Please copy each line of the records below that includes the word "tree".

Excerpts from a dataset
▬▬▬▬▬▬
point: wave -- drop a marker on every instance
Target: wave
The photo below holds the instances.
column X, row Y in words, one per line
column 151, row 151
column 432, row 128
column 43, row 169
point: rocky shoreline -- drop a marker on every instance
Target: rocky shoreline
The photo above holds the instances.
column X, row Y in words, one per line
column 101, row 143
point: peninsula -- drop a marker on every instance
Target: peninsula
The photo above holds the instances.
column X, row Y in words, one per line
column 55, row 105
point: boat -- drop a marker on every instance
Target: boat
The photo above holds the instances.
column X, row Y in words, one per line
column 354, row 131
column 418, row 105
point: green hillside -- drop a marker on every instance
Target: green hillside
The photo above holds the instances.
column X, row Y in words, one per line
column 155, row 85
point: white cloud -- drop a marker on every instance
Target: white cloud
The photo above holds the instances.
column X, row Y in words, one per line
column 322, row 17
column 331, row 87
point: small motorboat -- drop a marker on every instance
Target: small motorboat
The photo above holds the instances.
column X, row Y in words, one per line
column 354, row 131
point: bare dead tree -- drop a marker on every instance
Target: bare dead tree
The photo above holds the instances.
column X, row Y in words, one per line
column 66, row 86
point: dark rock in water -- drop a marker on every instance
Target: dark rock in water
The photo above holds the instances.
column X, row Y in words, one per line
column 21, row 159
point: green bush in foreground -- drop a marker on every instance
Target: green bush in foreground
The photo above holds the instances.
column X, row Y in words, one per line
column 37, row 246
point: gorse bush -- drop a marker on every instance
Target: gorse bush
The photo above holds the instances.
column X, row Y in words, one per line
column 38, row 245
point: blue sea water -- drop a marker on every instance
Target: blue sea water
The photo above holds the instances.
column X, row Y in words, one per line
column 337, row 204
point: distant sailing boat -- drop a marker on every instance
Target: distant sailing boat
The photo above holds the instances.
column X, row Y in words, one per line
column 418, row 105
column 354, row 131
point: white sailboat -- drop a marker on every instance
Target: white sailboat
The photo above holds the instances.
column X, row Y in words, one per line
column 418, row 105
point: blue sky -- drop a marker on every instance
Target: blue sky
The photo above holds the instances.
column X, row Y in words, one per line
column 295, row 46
▬▬▬▬▬▬
Solution to this task:
point: bare dead tree -- drop a marker on every instance
Target: bare dead tree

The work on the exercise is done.